Entries on locating named objects:
============

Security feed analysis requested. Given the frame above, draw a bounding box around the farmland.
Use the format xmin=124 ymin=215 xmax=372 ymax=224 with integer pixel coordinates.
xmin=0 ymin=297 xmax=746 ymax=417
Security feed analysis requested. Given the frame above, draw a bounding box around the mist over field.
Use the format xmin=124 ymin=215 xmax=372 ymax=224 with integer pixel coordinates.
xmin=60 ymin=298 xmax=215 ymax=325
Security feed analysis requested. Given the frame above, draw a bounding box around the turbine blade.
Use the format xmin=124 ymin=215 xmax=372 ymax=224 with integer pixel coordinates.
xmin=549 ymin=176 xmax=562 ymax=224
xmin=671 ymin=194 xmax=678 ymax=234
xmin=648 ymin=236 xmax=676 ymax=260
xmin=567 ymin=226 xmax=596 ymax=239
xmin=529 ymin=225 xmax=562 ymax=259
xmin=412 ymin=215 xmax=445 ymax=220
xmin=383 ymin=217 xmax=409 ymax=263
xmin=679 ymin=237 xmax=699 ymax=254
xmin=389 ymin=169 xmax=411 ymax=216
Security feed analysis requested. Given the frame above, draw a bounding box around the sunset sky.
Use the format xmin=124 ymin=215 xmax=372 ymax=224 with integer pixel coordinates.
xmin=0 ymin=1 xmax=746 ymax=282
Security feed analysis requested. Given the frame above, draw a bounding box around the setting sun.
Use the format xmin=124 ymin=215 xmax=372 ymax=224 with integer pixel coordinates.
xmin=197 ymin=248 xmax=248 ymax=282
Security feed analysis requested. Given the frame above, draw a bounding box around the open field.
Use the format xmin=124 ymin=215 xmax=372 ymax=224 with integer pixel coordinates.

============

Turn the material from the line with "mist over field." to the line with "xmin=60 ymin=298 xmax=215 ymax=325" into a two-column CSV, with columns named request and answer and one row per request. Quote each field and replace any line breaks with spaces.

— CORRECT RESULT —
request,answer
"Security feed analysis requested. Given the frame above, draw a bounding box around the mist over field. Use the format xmin=124 ymin=215 xmax=372 ymax=224 with integer pixel coordinates.","xmin=60 ymin=298 xmax=215 ymax=325"